» Text block
══════

Awesome tech you can’t buy yet: Custom 3D-printed sandals and desktop foam cutters

At any given moment, there are approximately a zillion crowdfunding campaigns on the web. Take a stroll through Kickstarter or Indiegogo and you’ll find no shortage of weird, useless, and downright stupid projects out there — alongside some real gems. In this column, we cut through all the worthless wearables and Oculus Rift ripoffs to round up the week’s most unusual, ambitious, and exciting projects. But don’t grab your wallet just yet. Keep in mind that any crowdfunded project can fail — even the most well-intentioned. Do your homework before cutting a check for the gadget of your dreams.

Cora Ball — anti-pollution laundry ball

Laundry machines, like most of the convenient things we take for granted in this modern world, aren’t all that great for the environment. As it turns out, when you wash your clothes, tiny little fibers (known as micro fibers) are shed from your garments and mix in with the wash water.

══════

» Given material
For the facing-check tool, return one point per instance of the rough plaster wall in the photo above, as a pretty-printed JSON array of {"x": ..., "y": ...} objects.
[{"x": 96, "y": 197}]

══════

» Things to do
[a] Please list the products named in the headline and the section heading of the crowdfunded tech article.
[b] Pick up the crowdfunded tech article after its last sentence and keep writing.

» Written answers
[a]
- Custom 3D-printed sandals
- Desktop foam cutters
- Cora Ball, an anti-pollution laundry ball

[b]
After this water is pumped out of your washing machine and funneled away from your house, it eventually makes its way out to the open ocean. These microscopic fibers are then ingested by marine animals like fish and crustaceans. Because we eat these animals, we ultimately end up eating the microfibers that we unknowingly flushed out to sea.

Scientists have only recently begun to see the effects of this problem. Microfibers, and the chemicals they’re made of, are now so prevalent in our oceans and marine life that they’re beginning to have a noticeable effect on human health.

But that’s not to say that there isn’t anything we can do about it. This new gizmo, called the Cora Ball, is designed specifically to capture microfibers in your washing machine and prevent them from making their way into our waterways. All you need to do is toss it in with your next load and hit start — the ball takes over from there.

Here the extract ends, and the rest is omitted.